◆ **What the task requires**: Both the line containing "indicate: green foliage" and the last line of the listing are included: write out exactly the lines from one to the other.

- - -

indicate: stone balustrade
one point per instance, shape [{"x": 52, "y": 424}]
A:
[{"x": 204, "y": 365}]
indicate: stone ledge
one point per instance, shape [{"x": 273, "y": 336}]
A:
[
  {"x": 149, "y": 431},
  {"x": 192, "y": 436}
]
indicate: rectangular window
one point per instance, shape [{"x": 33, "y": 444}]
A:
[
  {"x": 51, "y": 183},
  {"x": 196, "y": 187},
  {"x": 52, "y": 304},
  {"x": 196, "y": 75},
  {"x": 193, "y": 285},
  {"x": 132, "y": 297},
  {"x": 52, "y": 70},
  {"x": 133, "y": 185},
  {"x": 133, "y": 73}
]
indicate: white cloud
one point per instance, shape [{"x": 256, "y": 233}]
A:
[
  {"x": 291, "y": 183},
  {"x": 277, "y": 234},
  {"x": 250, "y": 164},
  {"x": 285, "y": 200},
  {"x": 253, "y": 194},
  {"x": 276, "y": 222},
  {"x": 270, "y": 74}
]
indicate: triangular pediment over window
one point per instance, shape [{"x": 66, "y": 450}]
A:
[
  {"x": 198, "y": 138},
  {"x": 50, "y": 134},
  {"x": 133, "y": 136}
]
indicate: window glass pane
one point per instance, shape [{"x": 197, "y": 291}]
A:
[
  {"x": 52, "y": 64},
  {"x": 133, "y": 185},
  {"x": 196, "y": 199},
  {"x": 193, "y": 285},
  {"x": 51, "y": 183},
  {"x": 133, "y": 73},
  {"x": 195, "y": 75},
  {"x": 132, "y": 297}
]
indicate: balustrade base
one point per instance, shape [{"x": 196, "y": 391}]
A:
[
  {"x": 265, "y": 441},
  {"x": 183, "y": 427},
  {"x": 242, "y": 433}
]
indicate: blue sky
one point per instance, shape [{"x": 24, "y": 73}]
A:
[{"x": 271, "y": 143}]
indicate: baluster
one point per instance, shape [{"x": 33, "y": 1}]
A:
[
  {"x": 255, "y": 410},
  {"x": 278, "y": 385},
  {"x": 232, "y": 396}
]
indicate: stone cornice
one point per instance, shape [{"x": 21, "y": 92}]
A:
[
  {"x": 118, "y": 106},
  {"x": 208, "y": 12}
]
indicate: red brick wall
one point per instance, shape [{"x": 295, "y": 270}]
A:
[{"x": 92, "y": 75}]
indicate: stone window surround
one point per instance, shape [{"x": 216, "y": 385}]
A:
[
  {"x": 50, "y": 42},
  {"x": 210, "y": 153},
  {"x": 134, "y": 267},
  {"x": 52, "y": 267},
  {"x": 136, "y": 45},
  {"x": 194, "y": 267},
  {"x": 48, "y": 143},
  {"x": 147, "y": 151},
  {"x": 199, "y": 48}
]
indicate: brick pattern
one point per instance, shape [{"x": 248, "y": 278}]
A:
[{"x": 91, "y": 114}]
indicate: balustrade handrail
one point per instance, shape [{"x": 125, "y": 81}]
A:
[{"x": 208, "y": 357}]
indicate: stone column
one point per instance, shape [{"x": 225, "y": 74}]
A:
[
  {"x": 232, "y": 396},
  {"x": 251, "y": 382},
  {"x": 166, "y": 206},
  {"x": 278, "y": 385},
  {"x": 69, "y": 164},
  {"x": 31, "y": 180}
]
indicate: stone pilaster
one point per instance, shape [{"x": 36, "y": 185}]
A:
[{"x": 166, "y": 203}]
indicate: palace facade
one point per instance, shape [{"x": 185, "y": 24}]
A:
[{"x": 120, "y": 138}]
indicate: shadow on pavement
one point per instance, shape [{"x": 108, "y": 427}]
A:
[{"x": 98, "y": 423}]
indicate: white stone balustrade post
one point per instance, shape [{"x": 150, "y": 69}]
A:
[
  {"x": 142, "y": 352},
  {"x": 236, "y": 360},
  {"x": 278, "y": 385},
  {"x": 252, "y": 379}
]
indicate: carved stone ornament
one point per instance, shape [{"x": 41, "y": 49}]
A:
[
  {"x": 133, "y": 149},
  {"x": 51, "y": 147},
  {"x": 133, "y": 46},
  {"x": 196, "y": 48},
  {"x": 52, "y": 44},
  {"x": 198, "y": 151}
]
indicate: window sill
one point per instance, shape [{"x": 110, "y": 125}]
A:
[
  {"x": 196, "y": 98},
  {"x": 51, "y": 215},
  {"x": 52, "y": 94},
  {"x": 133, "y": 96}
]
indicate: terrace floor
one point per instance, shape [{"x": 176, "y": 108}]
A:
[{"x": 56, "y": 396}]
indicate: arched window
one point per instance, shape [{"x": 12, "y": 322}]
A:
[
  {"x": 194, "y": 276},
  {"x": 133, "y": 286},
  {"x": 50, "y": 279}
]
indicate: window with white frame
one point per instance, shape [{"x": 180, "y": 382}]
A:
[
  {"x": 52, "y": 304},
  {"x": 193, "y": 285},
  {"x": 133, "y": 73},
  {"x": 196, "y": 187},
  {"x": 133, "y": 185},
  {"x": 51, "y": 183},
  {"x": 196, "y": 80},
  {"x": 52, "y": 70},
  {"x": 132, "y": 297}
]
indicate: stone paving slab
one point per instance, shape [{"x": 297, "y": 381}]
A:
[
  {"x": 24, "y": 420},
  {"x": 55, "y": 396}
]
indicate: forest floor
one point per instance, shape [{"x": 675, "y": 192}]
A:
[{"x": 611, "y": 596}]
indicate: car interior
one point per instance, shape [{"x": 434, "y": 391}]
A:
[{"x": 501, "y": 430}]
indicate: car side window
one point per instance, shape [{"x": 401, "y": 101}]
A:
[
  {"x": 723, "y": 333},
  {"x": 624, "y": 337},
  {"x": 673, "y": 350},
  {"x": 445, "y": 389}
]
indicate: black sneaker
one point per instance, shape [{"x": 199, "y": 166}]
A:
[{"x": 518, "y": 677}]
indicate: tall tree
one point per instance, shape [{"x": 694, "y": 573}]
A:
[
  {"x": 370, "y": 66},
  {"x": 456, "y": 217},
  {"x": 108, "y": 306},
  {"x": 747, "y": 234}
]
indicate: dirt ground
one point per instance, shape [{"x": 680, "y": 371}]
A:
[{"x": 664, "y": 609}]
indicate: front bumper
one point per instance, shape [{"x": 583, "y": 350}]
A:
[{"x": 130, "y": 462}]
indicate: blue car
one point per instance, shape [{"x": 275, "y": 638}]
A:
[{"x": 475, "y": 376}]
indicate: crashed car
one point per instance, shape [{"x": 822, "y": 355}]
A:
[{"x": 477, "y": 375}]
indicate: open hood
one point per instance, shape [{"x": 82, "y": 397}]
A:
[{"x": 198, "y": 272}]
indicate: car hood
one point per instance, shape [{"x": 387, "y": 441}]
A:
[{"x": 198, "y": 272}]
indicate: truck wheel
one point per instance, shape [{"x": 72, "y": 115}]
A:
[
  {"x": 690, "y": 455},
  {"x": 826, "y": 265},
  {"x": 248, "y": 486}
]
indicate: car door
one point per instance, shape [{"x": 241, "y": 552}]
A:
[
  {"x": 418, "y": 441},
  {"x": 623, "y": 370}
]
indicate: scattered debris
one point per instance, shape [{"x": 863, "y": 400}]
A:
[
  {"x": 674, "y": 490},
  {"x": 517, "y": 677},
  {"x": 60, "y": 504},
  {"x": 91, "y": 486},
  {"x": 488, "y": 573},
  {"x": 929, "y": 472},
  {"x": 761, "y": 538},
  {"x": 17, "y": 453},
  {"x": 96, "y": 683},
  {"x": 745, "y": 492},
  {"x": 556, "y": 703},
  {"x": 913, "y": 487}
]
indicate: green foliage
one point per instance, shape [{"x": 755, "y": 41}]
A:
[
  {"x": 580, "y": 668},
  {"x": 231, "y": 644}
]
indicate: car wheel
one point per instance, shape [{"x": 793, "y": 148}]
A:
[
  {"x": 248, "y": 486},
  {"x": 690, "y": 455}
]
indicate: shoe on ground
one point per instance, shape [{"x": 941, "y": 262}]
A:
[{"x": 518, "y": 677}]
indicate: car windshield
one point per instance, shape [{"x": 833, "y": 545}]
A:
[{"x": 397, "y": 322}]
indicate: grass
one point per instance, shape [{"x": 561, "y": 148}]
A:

- - -

◆ **Response for this exercise**:
indicate: green foliage
one point per instance, shape [{"x": 755, "y": 41}]
A:
[
  {"x": 580, "y": 668},
  {"x": 231, "y": 644}
]
indicate: car wheel
one point per instance, shape [{"x": 793, "y": 148}]
A:
[
  {"x": 248, "y": 486},
  {"x": 690, "y": 455}
]
indicate: shoe on ground
one point per instance, shape [{"x": 941, "y": 262}]
A:
[{"x": 518, "y": 677}]
indicate: car windshield
one point per instance, shape [{"x": 833, "y": 545}]
A:
[{"x": 397, "y": 322}]
indicate: grass
one point per instance, shape [{"x": 561, "y": 148}]
A:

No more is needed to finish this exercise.